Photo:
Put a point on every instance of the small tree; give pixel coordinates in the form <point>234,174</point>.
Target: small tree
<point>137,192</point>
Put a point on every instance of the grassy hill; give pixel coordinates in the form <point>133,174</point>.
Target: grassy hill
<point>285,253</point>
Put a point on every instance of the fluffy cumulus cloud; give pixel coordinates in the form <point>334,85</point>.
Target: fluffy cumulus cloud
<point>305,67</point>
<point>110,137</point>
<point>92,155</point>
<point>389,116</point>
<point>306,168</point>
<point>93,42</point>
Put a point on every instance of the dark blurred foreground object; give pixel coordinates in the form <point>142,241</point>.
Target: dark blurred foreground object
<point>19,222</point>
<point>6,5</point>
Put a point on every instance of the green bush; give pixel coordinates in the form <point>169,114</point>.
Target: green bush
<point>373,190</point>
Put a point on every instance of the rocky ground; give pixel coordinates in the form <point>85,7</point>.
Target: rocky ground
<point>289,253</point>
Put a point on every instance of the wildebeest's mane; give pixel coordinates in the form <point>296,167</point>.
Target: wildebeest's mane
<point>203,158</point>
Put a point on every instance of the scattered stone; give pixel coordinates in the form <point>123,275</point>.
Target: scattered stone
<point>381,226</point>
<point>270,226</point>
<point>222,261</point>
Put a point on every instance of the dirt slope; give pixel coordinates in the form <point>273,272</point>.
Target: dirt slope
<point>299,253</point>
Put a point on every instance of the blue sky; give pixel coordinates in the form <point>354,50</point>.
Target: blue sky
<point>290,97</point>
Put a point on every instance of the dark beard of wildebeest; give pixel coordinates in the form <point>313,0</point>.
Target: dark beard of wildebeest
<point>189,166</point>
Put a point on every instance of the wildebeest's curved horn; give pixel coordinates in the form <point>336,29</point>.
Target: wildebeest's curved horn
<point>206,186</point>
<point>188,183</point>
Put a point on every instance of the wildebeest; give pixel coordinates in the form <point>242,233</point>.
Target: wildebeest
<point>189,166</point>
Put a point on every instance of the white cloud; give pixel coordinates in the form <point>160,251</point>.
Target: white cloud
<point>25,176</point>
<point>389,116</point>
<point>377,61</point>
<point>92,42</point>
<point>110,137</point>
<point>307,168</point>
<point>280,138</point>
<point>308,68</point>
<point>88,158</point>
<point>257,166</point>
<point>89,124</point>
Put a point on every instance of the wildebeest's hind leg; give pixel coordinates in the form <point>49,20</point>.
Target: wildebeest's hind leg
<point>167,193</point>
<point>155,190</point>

**STATED EXERCISE:**
Reproduce every line of the records from the line that contains "Put a point on every instance of the dark beard" through the end of the records, requests included, and output nothing else. Multiply each point coordinate in the answers by 2.15 and round it to a whole number, with halves rounded up, but leave the numbers in the requests unchanged.

**RESPONSE TO THE EXERCISE:**
Put a point on every instance of the dark beard of wildebeest; give pixel coordinates in the form <point>313,0</point>.
Target: dark beard of wildebeest
<point>406,357</point>
Put a point on every instance of the wildebeest's curved horn; give pixel coordinates in the form <point>336,29</point>.
Target: wildebeest's curved horn
<point>443,400</point>
<point>404,393</point>
Put a point on every instance of the wildebeest; give pixel coordinates in the form <point>242,233</point>.
Target: wildebeest
<point>406,357</point>
Put a point on every instance of the white cloud; give pixel coordinates in the form <point>160,251</point>.
Target: white cloud
<point>54,378</point>
<point>836,249</point>
<point>811,131</point>
<point>198,90</point>
<point>237,295</point>
<point>660,361</point>
<point>602,297</point>
<point>662,146</point>
<point>189,340</point>
<point>553,357</point>
<point>191,267</point>
Put a point on every instance of the wildebeest's hind leg; give pixel coordinates in the form <point>49,20</point>.
Target: wildebeest's hind leg
<point>359,415</point>
<point>333,409</point>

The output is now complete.